本文抜粋>

文体について(その2)――片岡義男『日本語と英語』を読む(2)



 片岡義男は、ハワイのマウイ島生れの日系二世の父親と滋賀県に生れた日本人の母親のもとで、幼児期からバイリンガルで育った。英語と日本語をほぼひとしく話したが、《子供の僕の核心に、より深く届いていたほうがドミナントだったと考えるなら、それは英語のほうだ》と片岡は自伝的エッセイ『言葉を生きる』*1に書いている。


 《なぜ英語だったのか。実用的だったからだ。英語という言葉はアクションに則しているから、という言いかたが出来る。考えるときに使った言葉が、圧倒的な優位を保って英語だったから、と言ってもいい。
 具体的な事実関係に則して、そのことだけについて述べる言葉、という性格が英語には強くある。子供の僕はここに、根源的なと言っていいほどの共感を覚えたのではなかったか》


 その後、片岡は生活の大半を日本でいとなみ、日本語で原稿を書いて暮すようになるのだが、幼少期の一種の「刷り込み」のような自覚は、かれの人間形成を根っこのところで規定したように思われる。以前ここで書いた「拾う」という日本語を自分のことばとしてつかえないという述懐にもそれは窺うことができる*2
 いっぽう日本語にたいしては次のような感想を述べている。なぜ日本語でなく英語だったのかをのちに振り返って論理化したものだろう。


 《日本語には言葉が人それぞれの個人的な体験と結びつくことによる直接性が常にあり、言葉の汎用性がその直接性によって、ことあるごとに邪魔される。その結果として、世界は言葉ごとに限定を受け、見とおしは悪くなる。英語はアクションとその準備のための言葉だ。抽象性をおびたことや間接的なことが言いやすくて初めて、具体性というものが成立する》

 
 これはかなり首肯できる指摘である。わたしは英語をほとんどしゃべったことがないので確かなことはいえないけれども、なにかステートメントのようなものを述べるには英語のほうが適した言語であるように思われる。いっぽう片岡のいう日本語の《人それぞれの個人的な体験と結びつくことによる直接性》にかんしては、たとえば一人称を例にとってもすべて「I」ですむ英語には、その「汎用性」において日本語はかなわない。日本語は、一人称が時と場合によってさまざまに変化し、ひとつのセンテンスにしても、のちに見るようにコンテクストに依存する割合が比較的大きいように思われる。だれが、いつ、どこで、どういう状況のもとで話したか、によってその意味が左右される場合が多いようだ。
 たとえば、ある文章から抜き出した一文を比較した場合、文脈にかかわらずその意味が確定される割合は日本語よりも英語の方が高いような気がする。「見方や立場によっていろいろに解釈できるあいまいな表現」(大辞泉)を「玉虫色」というけれども、そうしたアンビギュアスな表現は日本語の方が得意であるようだ。《世界は言葉ごとに限定を受け、見とおしは悪くなる》とはそうした曖昧さによるものでもあるのだろう。
 ともあれ、片岡少年はより明快でつかいやすい英語を選んだのだったが、かれにとって英語と日本語のポジションは次のような、ある意味で特異なものだった。《僕の日本語のすぐかたわらにあり続けながら、その日本語によって僕が漂流しないよう明確につなぎとめておく機能を、英語という言葉は僕に対して発揮することになった》。

データ一覧>
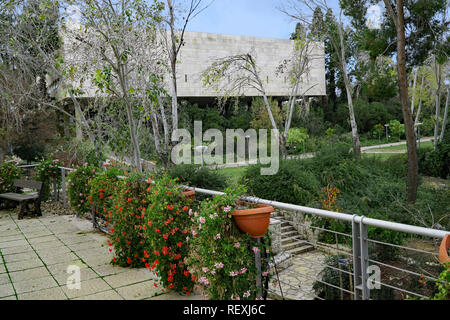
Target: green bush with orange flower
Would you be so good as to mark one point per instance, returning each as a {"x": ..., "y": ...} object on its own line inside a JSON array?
[
  {"x": 221, "y": 255},
  {"x": 127, "y": 221},
  {"x": 78, "y": 188},
  {"x": 167, "y": 225}
]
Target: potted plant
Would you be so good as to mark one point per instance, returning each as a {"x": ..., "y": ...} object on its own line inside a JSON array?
[
  {"x": 443, "y": 249},
  {"x": 252, "y": 218}
]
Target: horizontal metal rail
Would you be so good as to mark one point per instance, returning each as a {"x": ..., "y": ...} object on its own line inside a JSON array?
[{"x": 339, "y": 216}]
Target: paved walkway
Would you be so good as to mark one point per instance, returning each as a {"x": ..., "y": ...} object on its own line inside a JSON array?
[{"x": 36, "y": 252}]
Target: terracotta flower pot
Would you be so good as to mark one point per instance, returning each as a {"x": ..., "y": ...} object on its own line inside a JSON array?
[
  {"x": 189, "y": 194},
  {"x": 443, "y": 249},
  {"x": 254, "y": 221}
]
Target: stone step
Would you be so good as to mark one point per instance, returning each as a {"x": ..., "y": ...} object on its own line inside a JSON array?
[
  {"x": 294, "y": 244},
  {"x": 289, "y": 239},
  {"x": 287, "y": 228},
  {"x": 300, "y": 250}
]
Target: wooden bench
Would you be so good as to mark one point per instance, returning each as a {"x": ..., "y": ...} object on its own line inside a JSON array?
[{"x": 25, "y": 199}]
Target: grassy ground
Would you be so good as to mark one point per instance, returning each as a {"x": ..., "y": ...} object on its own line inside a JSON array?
[
  {"x": 425, "y": 144},
  {"x": 233, "y": 174}
]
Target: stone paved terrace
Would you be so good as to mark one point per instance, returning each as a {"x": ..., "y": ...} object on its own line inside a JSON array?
[{"x": 36, "y": 251}]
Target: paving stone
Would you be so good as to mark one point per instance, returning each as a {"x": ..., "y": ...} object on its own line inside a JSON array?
[
  {"x": 11, "y": 244},
  {"x": 87, "y": 287},
  {"x": 35, "y": 284},
  {"x": 47, "y": 294},
  {"x": 24, "y": 264},
  {"x": 9, "y": 258},
  {"x": 108, "y": 269},
  {"x": 106, "y": 295},
  {"x": 6, "y": 290},
  {"x": 47, "y": 251},
  {"x": 58, "y": 258},
  {"x": 44, "y": 239},
  {"x": 85, "y": 274},
  {"x": 138, "y": 291},
  {"x": 129, "y": 277},
  {"x": 62, "y": 267},
  {"x": 12, "y": 237},
  {"x": 29, "y": 274}
]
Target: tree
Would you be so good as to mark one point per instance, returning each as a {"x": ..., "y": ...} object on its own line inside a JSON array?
[
  {"x": 174, "y": 40},
  {"x": 333, "y": 29},
  {"x": 425, "y": 29},
  {"x": 28, "y": 36}
]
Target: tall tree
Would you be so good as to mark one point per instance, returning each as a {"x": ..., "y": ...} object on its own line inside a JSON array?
[
  {"x": 177, "y": 17},
  {"x": 333, "y": 28}
]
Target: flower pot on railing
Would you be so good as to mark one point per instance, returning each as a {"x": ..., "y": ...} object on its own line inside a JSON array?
[
  {"x": 443, "y": 249},
  {"x": 189, "y": 194},
  {"x": 252, "y": 219}
]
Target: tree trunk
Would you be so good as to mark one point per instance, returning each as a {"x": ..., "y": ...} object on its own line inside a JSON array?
[
  {"x": 438, "y": 102},
  {"x": 414, "y": 92},
  {"x": 412, "y": 178},
  {"x": 419, "y": 108},
  {"x": 444, "y": 121}
]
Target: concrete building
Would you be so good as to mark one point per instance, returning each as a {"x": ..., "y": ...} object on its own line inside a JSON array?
[{"x": 200, "y": 50}]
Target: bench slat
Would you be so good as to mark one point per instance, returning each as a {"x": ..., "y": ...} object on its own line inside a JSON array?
[
  {"x": 31, "y": 184},
  {"x": 19, "y": 196}
]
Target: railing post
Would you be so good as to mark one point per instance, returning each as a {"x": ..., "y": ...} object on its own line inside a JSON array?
[{"x": 360, "y": 259}]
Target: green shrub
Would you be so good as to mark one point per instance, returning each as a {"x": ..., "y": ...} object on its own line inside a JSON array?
[
  {"x": 196, "y": 176},
  {"x": 166, "y": 225},
  {"x": 78, "y": 188},
  {"x": 102, "y": 188},
  {"x": 8, "y": 172},
  {"x": 436, "y": 163},
  {"x": 127, "y": 221},
  {"x": 293, "y": 183},
  {"x": 296, "y": 138},
  {"x": 222, "y": 256}
]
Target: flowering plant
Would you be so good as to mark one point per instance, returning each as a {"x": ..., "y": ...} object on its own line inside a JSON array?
[
  {"x": 78, "y": 188},
  {"x": 8, "y": 172},
  {"x": 48, "y": 172},
  {"x": 221, "y": 255},
  {"x": 166, "y": 226},
  {"x": 102, "y": 188}
]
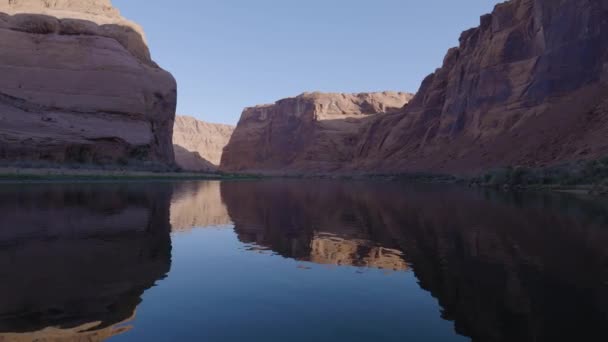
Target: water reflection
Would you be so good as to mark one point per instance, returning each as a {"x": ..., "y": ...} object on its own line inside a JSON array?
[
  {"x": 504, "y": 267},
  {"x": 197, "y": 205},
  {"x": 75, "y": 259}
]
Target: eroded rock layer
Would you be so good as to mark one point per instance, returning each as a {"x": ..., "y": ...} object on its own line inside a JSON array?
[
  {"x": 199, "y": 145},
  {"x": 78, "y": 85},
  {"x": 527, "y": 87},
  {"x": 313, "y": 132}
]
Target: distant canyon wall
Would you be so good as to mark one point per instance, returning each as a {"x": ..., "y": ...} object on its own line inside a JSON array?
[
  {"x": 199, "y": 145},
  {"x": 311, "y": 132},
  {"x": 527, "y": 87},
  {"x": 78, "y": 85}
]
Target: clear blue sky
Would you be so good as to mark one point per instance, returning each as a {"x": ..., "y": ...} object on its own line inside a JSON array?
[{"x": 230, "y": 54}]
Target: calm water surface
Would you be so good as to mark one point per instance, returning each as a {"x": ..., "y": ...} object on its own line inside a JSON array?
[{"x": 299, "y": 261}]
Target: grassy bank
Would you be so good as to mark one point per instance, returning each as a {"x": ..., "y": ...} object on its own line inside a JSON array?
[{"x": 591, "y": 176}]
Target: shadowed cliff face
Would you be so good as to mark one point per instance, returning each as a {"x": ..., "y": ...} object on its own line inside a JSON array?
[
  {"x": 76, "y": 259},
  {"x": 526, "y": 87},
  {"x": 504, "y": 267},
  {"x": 199, "y": 145},
  {"x": 313, "y": 132},
  {"x": 79, "y": 86}
]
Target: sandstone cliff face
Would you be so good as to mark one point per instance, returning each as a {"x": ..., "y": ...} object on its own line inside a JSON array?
[
  {"x": 311, "y": 132},
  {"x": 526, "y": 87},
  {"x": 78, "y": 85},
  {"x": 199, "y": 145}
]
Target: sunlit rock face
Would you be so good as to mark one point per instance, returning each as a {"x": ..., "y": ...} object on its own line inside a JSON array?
[
  {"x": 75, "y": 259},
  {"x": 199, "y": 145},
  {"x": 526, "y": 87},
  {"x": 198, "y": 205},
  {"x": 313, "y": 132},
  {"x": 78, "y": 85}
]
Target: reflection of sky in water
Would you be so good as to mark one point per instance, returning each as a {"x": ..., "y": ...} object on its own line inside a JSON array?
[
  {"x": 299, "y": 260},
  {"x": 218, "y": 290}
]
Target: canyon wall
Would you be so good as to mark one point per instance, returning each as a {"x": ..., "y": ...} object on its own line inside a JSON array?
[
  {"x": 527, "y": 87},
  {"x": 78, "y": 85},
  {"x": 199, "y": 145},
  {"x": 311, "y": 132}
]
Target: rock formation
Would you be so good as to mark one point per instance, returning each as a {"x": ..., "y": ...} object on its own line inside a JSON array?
[
  {"x": 78, "y": 86},
  {"x": 199, "y": 145},
  {"x": 311, "y": 132},
  {"x": 527, "y": 87}
]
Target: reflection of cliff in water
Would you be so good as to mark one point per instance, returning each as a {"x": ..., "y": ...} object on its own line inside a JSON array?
[
  {"x": 197, "y": 204},
  {"x": 303, "y": 221},
  {"x": 504, "y": 267},
  {"x": 75, "y": 259}
]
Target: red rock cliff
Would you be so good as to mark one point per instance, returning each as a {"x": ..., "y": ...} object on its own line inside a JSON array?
[
  {"x": 78, "y": 85},
  {"x": 313, "y": 132},
  {"x": 526, "y": 87}
]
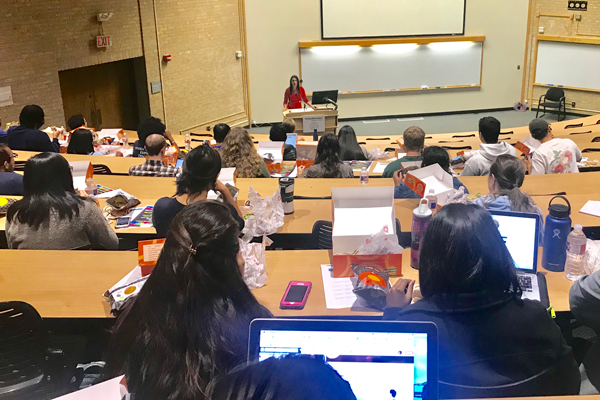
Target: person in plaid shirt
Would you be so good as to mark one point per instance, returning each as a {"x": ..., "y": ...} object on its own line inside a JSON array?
[{"x": 156, "y": 145}]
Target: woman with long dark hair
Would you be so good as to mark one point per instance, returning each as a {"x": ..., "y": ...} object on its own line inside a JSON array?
[
  {"x": 199, "y": 175},
  {"x": 190, "y": 321},
  {"x": 294, "y": 95},
  {"x": 349, "y": 148},
  {"x": 488, "y": 336},
  {"x": 506, "y": 177},
  {"x": 327, "y": 164},
  {"x": 52, "y": 215}
]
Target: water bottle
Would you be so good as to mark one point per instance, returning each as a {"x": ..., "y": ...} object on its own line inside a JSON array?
[
  {"x": 421, "y": 217},
  {"x": 576, "y": 242},
  {"x": 556, "y": 230},
  {"x": 432, "y": 198},
  {"x": 364, "y": 176}
]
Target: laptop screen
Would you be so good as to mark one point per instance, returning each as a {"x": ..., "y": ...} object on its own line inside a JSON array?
[
  {"x": 520, "y": 234},
  {"x": 377, "y": 365}
]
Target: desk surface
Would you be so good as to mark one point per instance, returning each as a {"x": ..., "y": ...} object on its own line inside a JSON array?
[{"x": 61, "y": 284}]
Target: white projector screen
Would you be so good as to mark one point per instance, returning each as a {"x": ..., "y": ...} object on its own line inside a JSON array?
[{"x": 384, "y": 18}]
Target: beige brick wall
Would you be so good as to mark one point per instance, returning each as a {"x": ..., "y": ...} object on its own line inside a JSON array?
[{"x": 586, "y": 102}]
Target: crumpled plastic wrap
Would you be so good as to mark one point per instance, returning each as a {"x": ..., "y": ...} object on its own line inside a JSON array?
[
  {"x": 591, "y": 260},
  {"x": 266, "y": 218},
  {"x": 380, "y": 244}
]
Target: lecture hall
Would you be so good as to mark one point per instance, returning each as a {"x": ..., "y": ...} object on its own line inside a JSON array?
[{"x": 332, "y": 199}]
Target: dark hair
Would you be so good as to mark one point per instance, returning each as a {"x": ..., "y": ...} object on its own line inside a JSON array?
[
  {"x": 155, "y": 146},
  {"x": 76, "y": 121},
  {"x": 349, "y": 148},
  {"x": 190, "y": 320},
  {"x": 220, "y": 131},
  {"x": 288, "y": 378},
  {"x": 32, "y": 117},
  {"x": 414, "y": 139},
  {"x": 436, "y": 155},
  {"x": 489, "y": 127},
  {"x": 47, "y": 186},
  {"x": 509, "y": 173},
  {"x": 148, "y": 127},
  {"x": 291, "y": 87},
  {"x": 82, "y": 142},
  {"x": 328, "y": 151},
  {"x": 277, "y": 133},
  {"x": 463, "y": 252},
  {"x": 200, "y": 170}
]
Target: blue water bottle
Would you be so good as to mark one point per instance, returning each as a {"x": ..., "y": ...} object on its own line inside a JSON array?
[{"x": 556, "y": 231}]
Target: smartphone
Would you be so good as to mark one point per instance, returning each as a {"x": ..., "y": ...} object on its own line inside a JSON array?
[
  {"x": 122, "y": 222},
  {"x": 295, "y": 295}
]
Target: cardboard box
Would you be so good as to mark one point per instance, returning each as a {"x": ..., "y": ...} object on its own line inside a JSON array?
[
  {"x": 359, "y": 213},
  {"x": 431, "y": 177}
]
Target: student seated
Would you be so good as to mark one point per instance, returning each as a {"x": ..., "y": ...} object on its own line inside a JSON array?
[
  {"x": 431, "y": 155},
  {"x": 190, "y": 321},
  {"x": 238, "y": 151},
  {"x": 507, "y": 174},
  {"x": 149, "y": 127},
  {"x": 279, "y": 134},
  {"x": 479, "y": 161},
  {"x": 82, "y": 142},
  {"x": 11, "y": 183},
  {"x": 414, "y": 142},
  {"x": 350, "y": 150},
  {"x": 220, "y": 132},
  {"x": 554, "y": 156},
  {"x": 488, "y": 336},
  {"x": 156, "y": 146},
  {"x": 200, "y": 173},
  {"x": 288, "y": 378},
  {"x": 51, "y": 215},
  {"x": 27, "y": 135},
  {"x": 327, "y": 163}
]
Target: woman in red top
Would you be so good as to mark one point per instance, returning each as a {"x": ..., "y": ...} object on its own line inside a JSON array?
[{"x": 294, "y": 95}]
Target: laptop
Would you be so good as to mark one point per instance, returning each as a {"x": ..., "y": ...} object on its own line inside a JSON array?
[
  {"x": 521, "y": 234},
  {"x": 379, "y": 359}
]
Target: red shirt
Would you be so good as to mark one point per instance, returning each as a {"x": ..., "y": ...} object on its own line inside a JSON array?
[{"x": 294, "y": 100}]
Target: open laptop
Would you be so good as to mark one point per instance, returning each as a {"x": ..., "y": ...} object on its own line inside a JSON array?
[
  {"x": 380, "y": 359},
  {"x": 521, "y": 233}
]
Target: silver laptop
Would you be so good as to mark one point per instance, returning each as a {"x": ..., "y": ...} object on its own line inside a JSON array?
[{"x": 521, "y": 233}]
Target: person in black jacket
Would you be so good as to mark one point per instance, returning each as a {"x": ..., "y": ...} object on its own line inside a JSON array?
[
  {"x": 27, "y": 135},
  {"x": 492, "y": 343}
]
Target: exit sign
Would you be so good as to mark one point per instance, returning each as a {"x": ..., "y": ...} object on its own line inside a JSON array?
[{"x": 103, "y": 41}]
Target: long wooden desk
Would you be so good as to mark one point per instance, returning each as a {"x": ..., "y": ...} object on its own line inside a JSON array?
[{"x": 65, "y": 284}]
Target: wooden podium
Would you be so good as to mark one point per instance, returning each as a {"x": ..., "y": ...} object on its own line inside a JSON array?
[{"x": 331, "y": 118}]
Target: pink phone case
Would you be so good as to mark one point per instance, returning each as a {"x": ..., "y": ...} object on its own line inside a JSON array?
[{"x": 295, "y": 305}]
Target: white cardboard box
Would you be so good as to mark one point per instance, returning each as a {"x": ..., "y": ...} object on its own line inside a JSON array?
[{"x": 430, "y": 177}]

練習問題>
a – 英語と日本語についての文章によれば、子供の片岡にとって英語がドミナントであったのはなぜですか。一文から三文で説明してください。
b – 英語と日本語についての文章のうち、「これはかなり首肯できる指摘で」を含む語句で始まり「によるものでもあるのだろう。」で終わる部分を、一字一句違えずに出力してください。
c – 英語と日本語についての文章を、最後の一文の後から引き取って書き継いでください。
この一覧は、英語と日本語についての文章とは関係がありません。

解答>
a – 英語が実用的だったからです。英語はアクションに則した言葉であり、また、考えるときに使った言葉が圧倒的な優位を保って英語だったとされています。

b –
これはかなり首肯できる指摘である。わたしは英語をほとんどしゃべったことがないので確かなことはいえないけれども、なにかステートメントのようなものを述べるには英語のほうが適した言語であるように思われる。いっぽう片岡のいう日本語の《人それぞれの個人的な体験と結びつくことによる直接性》にかんしては、たとえば一人称を例にとってもすべて「I」ですむ英語には、その「汎用性」において日本語はかなわない。日本語は、一人称が時と場合によってさまざまに変化し、ひとつのセンテンスにしても、のちに見るようにコンテクストに依存する割合が比較的大きいように思われる。だれが、いつ、どこで、どういう状況のもとで話したか、によってその意味が左右される場合が多いようだ。
 たとえば、ある文章から抜き出した一文を比較した場合、文脈にかかわらずその意味が確定される割合は日本語よりも英語の方が高いような気がする。「見方や立場によっていろいろに解釈できるあいまいな表現」(大辞泉)を「玉虫色」というけれども、そうしたアンビギュアスな表現は日本語の方が得意であるようだ。《世界は言葉ごとに限定を受け、見とおしは悪くなる》とはそうした曖昧さによるものでもあるのだろう。

c –
 片岡義男の『日本語と英語』はきわめて興味深い本だ。日常のなかで、あるいは書物のなかで気になったことば、目にとまったことばをカード化し、それを日本語と英語とでどう表現するかについて書いた本で、副題にあるように読者は「その違いを楽しむ」ことができる。そうして採集されたことばをわたしも面白く読んだのだけれども、いちばん面白いというか興味深かったのは、最後に付された「英語で知ろうとした日本」という文章だった。
 片岡は高校生のとき古文の教科書で源氏物語に出会う。そして、書き出しの《「いずれのおんときにか」というわずか十文字が、まったく理解出来ない事実をまのあたりに》して衝撃を受ける。後年、長じてのちに源氏の英訳を手にし、その書き出しのフレーズを見てふたたび大きな衝撃を受ける。「いずれのおんときにか」は、In the reign of a certain emperorとなっていた。


 《まるでわからなかったものが、隅々まであますところなく、すっきりと明快に、いっさいなんの誤解もなしに、この英訳によってわかってしまった。ごくつまらなく直訳して「ある天皇の統治下で」という意味であり、それ以外ではなく、それっきりのそれだけなのだ。あまりと言うならあまりのわかりやすさに、大きくて強い衝撃を受けた、と言えばいいか》


 そうした衝撃のゆえに「わかりすぎるほどにわかる」英訳本をそれ以上読み進めることをやめた、と片岡は言う。そして後にかれは、これとは正反対の経験をすることになる。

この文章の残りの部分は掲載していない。